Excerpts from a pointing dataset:
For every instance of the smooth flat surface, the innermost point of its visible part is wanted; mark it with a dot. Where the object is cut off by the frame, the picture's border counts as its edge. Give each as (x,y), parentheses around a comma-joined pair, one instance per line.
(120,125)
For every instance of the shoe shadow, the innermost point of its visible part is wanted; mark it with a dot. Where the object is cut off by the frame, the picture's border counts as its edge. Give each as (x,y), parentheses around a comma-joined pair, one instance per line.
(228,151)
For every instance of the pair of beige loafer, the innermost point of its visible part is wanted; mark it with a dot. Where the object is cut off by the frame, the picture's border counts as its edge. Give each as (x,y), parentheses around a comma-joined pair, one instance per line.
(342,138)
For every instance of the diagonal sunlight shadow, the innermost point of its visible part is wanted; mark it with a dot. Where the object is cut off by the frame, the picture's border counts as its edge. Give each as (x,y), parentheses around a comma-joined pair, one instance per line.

[WHAT THIS TASK INVOLVES] Rewrite all of the rows above with each "innermost point" changed to "most central point", leaving everything else unchanged.

[FINAL ANSWER]
For every instance of the smooth flat surface, the most central point of its visible part is wanted; mark it with a dot. Where the object is cut off by the frame, the picture's border counts as its edge. Give each as (x,y), parentheses around a comma-joined pair, one instance per line.
(120,125)
For every instance of the shoe shadow, the most central point of its visible part is wanted; mark it with a dot. Where the object is cut off by the frame, the picture's border counts as its edge. Give each as (x,y), parentheses around a comma-joined pair, one instance per line.
(228,151)
For every instance of the pair of beige loafer, the most central point of its visible part is wanted; mark it with a dot. Where the object is cut off by the frame, the picture's border counts as its edge. Give each as (x,y), parentheses around a comma-joined pair, one instance per line.
(342,138)
For every instance of the diagonal sunlight shadow, the most central point of its visible part is wanted; mark it with a dot. Where the object is cut off by the frame, the picture's border counts as its edge. Give each as (x,y), parentheses around a comma-joined pair, one instance per line.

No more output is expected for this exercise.